> [Provided passage]
* * * *

Gershoff analyzed 100 years of research and published studies on physical punishment, spanking in particular. Most findings indicate that spanking is an ineffective parenting practice within the United States and around the world.

"There is growing momentum among other countries to enact legal bans on all forms of physical punishment," says Gershoff, whose research focuses on the impacts of parenting and violence exposure on child and youth development over time.

The practice is regarded as a violation of international human-rights law, she says.

Several recent studies reveal that many parents still physically abuse their children, especially children ages 1 and 2. By the time children reach fifth grade, 80 percent have received physical punishment.

In multiple studies, spanking has been found to lead to mental health problems in children, such as anxiety and depression, alcohol and drug use, and poor psychological adjustments. These problems also increase stress levels, she says.

* * * *

> [What this exercise asks]
a. Say whether each statement agrees with the passage on spanking. Answer yes or no, and quote the text's deciding words.
(i) Gershoff analyzed 100 years of research and published studies on physical punishment.
(ii) By fifth grade, half of children have received physical punishment.
(iii) The practice is regarded as a violation of international human-rights law.
b. Please rename "spanking" to "smacking" in the passage on spanking, and write out the part that begins at the words "Gershoff analyzed 100" and stops after "received physical punishment.".
The lines that come after the passage on spanking aren't needed for anything here.

> [Stored data]
* * * *

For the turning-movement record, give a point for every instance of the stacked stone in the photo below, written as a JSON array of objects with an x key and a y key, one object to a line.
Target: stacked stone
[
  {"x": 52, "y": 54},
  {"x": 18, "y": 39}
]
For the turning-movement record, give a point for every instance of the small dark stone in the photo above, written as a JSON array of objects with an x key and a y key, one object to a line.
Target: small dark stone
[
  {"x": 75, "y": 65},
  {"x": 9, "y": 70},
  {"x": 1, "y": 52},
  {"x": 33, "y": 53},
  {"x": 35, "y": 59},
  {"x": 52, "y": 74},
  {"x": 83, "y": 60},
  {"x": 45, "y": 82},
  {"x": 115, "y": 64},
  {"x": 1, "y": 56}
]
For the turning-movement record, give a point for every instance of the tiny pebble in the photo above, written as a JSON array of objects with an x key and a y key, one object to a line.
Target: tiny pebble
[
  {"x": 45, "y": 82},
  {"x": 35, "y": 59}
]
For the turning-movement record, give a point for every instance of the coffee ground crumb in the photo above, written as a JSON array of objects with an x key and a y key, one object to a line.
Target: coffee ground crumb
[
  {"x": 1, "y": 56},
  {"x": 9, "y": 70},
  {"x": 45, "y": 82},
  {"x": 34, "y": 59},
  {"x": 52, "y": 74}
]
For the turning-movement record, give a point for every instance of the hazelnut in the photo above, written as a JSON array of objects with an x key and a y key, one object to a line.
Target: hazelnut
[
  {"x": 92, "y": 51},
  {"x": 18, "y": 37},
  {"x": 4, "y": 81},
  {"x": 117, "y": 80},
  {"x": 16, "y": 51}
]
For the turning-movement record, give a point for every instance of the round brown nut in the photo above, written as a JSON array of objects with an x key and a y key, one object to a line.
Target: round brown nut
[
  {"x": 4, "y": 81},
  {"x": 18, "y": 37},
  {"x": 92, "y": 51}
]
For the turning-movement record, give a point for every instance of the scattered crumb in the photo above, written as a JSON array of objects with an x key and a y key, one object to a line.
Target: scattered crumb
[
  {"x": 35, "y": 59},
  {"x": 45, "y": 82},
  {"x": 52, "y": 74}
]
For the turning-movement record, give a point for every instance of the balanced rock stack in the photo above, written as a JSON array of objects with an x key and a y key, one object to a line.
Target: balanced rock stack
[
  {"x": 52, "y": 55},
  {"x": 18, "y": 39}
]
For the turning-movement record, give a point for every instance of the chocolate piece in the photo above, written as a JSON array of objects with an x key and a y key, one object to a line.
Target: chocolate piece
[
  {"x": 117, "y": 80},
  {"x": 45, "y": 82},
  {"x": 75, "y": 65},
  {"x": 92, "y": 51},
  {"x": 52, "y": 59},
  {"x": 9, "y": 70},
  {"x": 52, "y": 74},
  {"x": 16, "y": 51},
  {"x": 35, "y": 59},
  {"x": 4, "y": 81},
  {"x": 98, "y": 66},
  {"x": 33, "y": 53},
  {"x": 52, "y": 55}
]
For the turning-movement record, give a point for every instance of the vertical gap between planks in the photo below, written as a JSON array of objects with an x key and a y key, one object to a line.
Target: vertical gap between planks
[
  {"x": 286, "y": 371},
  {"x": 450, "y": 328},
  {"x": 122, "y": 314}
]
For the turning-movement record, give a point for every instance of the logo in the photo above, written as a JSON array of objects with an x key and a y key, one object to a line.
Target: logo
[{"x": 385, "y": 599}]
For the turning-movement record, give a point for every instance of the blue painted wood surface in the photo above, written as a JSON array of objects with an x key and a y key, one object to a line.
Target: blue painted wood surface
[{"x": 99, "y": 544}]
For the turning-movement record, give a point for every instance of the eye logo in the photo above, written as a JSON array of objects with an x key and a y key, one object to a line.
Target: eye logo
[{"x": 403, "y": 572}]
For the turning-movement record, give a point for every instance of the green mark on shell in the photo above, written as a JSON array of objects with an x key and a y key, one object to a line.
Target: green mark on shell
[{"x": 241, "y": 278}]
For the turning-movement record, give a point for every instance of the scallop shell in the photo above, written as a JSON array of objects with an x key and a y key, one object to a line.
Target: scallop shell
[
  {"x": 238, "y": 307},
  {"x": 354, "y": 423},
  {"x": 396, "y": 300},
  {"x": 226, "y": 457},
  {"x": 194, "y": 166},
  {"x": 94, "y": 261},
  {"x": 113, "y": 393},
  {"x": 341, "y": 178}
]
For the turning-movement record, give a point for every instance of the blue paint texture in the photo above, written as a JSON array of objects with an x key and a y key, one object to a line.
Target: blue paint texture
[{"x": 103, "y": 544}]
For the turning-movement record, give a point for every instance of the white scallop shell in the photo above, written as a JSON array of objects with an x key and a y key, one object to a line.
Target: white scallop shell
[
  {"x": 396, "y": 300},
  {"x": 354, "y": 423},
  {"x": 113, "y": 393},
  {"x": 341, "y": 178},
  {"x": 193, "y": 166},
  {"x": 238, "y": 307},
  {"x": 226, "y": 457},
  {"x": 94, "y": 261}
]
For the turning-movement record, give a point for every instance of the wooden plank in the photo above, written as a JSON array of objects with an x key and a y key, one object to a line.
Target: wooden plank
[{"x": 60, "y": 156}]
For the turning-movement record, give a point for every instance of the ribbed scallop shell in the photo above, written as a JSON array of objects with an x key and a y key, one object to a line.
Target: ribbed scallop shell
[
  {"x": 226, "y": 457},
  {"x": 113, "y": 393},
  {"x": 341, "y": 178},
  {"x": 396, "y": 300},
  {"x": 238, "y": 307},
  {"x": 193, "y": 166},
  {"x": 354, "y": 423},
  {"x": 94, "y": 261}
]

* * * *

> [Answers to the tasks]
a.
(i) Yes: "Gershoff analyzed 100 years of research and published studies on physical punishment"
(ii) No: "By the time children reach fifth grade, 80 percent have received physical punishment."
(iii) Yes: "The practice is regarded as a violation of international human-rights law"

b.
Gershoff analyzed 100 years of research and published studies on physical punishment, smacking in particular. Most findings indicate that smacking is an ineffective parenting practice within the United States and around the world.

"There is growing momentum among other countries to enact legal bans on all forms of physical punishment," says Gershoff, whose research focuses on the impacts of parenting and violence exposure on child and youth development over time.

The practice is regarded as a violation of international human-rights law, she says.

Several recent studies reveal that many parents still physically abuse their children, especially children ages 1 and 2. By the time children reach fifth grade, 80 percent have received physical punishment.